MATERIAL PROVIDED START

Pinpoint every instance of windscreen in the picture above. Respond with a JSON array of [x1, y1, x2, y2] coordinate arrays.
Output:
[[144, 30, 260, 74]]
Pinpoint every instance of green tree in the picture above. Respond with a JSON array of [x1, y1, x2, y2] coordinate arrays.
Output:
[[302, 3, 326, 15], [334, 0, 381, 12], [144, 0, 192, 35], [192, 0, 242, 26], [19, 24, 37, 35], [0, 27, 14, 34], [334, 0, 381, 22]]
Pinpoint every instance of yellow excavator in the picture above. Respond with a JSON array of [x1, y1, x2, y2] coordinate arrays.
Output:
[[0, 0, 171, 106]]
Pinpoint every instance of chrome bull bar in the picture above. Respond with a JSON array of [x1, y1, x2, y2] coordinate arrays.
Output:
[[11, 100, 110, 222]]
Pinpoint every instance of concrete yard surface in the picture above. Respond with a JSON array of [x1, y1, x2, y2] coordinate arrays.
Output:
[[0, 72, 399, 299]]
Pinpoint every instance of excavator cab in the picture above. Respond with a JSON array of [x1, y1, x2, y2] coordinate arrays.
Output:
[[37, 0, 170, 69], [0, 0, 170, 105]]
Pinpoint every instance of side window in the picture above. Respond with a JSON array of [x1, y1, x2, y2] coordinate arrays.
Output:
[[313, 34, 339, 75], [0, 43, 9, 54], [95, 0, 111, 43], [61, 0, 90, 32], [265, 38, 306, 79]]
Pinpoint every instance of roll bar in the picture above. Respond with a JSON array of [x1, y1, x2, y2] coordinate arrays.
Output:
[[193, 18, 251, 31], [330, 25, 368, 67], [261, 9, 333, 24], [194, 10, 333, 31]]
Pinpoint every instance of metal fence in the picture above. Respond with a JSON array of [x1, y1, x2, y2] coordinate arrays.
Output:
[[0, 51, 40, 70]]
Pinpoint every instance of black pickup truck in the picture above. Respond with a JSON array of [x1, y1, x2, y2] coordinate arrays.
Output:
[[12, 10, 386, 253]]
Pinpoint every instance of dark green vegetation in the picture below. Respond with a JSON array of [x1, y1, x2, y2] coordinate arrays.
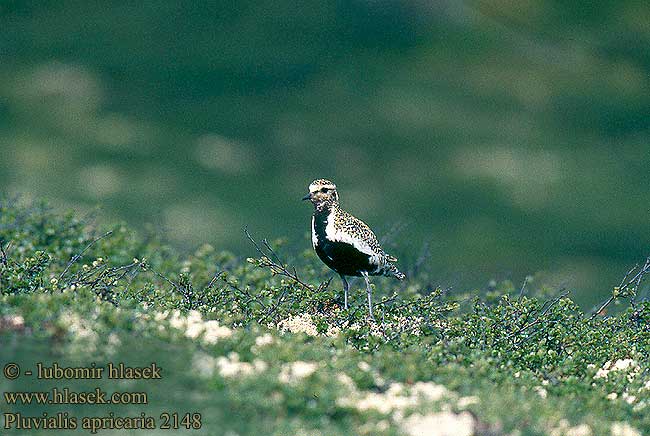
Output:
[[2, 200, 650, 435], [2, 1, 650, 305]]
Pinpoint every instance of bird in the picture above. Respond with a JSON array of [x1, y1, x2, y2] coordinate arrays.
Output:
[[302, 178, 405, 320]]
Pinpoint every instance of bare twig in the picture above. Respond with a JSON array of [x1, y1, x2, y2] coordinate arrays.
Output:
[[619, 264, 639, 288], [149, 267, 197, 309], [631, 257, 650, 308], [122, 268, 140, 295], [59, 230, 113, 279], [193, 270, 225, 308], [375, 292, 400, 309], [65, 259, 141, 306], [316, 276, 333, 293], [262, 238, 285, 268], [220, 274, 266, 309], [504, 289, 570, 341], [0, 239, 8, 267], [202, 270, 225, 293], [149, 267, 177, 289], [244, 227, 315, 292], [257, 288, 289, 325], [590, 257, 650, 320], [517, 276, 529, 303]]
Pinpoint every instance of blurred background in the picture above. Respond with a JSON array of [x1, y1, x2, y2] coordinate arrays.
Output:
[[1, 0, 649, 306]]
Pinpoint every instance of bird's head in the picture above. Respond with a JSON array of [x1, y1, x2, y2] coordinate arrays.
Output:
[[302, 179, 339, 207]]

MATERIAL PROVIDED END
MATERIAL PROVIDED START

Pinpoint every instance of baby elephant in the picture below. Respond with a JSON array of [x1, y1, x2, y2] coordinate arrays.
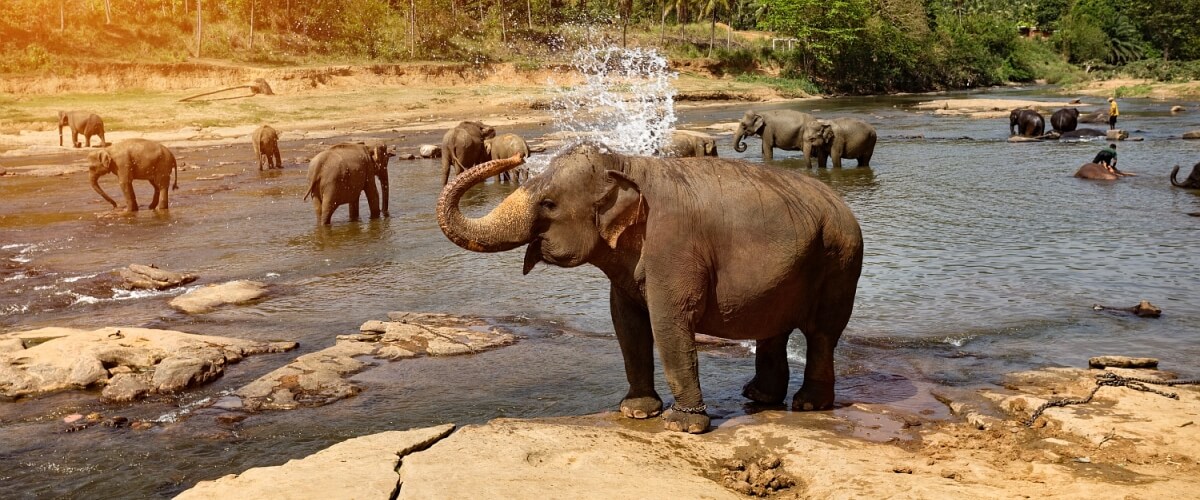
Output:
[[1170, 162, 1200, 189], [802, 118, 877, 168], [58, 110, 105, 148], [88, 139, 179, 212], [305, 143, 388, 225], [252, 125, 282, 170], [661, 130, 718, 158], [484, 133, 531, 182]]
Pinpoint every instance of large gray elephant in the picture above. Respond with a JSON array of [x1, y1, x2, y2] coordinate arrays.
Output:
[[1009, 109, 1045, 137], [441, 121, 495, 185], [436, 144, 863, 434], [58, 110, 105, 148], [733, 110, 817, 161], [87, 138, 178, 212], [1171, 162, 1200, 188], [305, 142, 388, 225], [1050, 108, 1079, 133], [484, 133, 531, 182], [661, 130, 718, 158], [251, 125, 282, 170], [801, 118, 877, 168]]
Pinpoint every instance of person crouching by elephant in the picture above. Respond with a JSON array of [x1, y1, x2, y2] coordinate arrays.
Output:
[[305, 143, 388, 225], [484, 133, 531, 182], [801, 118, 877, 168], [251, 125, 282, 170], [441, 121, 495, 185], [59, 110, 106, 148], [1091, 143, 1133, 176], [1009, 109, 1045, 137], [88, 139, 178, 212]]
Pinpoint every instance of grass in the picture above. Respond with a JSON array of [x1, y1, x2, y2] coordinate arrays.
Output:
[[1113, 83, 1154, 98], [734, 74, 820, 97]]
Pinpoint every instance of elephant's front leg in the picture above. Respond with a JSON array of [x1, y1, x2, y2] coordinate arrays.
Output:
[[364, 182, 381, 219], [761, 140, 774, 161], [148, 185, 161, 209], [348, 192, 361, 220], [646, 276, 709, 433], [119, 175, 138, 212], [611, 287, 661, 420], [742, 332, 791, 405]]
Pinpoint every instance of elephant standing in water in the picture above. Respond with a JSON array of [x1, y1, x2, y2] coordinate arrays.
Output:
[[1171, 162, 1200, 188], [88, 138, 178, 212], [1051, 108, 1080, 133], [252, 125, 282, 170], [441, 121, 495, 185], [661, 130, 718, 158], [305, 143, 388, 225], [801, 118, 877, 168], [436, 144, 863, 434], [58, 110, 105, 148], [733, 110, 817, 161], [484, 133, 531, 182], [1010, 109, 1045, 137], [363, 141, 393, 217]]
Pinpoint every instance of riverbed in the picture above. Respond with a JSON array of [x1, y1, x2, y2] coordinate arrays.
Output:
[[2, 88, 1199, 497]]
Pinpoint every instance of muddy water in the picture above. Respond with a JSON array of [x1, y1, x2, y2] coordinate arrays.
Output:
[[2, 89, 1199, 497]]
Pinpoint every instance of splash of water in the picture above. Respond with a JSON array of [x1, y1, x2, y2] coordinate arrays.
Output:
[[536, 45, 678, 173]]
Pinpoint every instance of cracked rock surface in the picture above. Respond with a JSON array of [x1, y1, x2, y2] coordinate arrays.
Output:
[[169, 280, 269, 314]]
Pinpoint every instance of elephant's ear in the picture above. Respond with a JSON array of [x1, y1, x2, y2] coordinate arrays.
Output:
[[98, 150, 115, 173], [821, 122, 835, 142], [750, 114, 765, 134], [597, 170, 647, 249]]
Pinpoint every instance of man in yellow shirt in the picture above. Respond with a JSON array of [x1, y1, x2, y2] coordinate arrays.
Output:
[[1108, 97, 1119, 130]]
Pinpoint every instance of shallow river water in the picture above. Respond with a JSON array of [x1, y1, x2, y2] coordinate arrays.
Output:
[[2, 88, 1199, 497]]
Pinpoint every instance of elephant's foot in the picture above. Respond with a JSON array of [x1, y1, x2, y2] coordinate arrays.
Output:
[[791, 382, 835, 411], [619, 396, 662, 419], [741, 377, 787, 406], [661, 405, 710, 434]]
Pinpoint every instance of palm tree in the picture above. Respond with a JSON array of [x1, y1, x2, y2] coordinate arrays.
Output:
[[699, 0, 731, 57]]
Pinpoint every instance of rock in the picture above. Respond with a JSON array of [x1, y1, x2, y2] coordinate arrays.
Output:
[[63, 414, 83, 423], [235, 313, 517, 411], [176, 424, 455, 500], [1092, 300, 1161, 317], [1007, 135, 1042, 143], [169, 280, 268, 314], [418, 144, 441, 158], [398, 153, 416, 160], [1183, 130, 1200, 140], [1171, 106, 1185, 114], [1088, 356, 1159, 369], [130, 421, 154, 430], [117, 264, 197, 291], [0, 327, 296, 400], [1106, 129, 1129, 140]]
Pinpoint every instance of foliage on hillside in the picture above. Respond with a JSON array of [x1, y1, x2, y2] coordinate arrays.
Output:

MATERIAL PROVIDED END
MATERIAL PROVIDED START

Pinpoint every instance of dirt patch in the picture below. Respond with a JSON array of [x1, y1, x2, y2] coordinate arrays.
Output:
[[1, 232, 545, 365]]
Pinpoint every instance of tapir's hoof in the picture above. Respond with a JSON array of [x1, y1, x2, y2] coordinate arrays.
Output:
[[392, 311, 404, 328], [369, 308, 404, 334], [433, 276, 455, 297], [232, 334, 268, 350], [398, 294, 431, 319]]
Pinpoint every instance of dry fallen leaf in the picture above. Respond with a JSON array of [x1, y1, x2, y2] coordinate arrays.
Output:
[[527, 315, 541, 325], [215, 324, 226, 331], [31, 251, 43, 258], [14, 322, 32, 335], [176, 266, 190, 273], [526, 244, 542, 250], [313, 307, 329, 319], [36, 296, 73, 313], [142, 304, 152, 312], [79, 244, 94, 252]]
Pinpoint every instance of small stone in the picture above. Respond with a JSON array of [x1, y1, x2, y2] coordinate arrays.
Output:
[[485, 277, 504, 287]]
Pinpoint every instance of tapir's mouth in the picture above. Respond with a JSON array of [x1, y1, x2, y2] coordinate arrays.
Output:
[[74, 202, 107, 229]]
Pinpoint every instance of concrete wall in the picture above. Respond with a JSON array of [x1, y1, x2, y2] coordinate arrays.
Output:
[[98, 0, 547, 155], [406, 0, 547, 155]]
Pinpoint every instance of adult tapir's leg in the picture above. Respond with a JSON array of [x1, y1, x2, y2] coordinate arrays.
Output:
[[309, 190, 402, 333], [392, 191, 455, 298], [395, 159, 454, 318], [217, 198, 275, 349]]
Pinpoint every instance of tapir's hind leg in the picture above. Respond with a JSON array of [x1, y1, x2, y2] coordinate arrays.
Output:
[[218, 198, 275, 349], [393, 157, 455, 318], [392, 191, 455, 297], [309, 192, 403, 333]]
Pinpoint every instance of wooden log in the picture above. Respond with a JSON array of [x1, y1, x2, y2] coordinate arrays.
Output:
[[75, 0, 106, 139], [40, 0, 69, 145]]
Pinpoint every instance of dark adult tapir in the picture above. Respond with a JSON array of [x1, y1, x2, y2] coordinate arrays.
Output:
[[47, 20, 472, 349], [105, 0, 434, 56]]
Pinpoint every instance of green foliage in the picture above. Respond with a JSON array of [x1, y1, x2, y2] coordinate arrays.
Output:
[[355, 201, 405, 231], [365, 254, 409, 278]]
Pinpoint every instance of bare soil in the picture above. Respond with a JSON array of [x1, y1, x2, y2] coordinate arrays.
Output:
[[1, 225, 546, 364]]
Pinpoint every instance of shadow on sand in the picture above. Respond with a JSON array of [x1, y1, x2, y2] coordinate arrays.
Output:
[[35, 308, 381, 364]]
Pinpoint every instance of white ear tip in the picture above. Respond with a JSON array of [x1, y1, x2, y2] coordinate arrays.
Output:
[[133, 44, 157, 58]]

MATERIAL PROVIDED END

▸ TASK GOAL
When a line in the records holds the string "yellow", copy that line.

▸ COMPLETED EXERCISE
Pinpoint every instance of yellow excavator in the picture above. Respond with a JSON array of [x1, y1, x2, y2] coordinate arrays.
Pinpoint every instance of man in yellow shirt in the picture above. Respond with a JSON array of [x1, y1, x2, y2] coordinate arrays.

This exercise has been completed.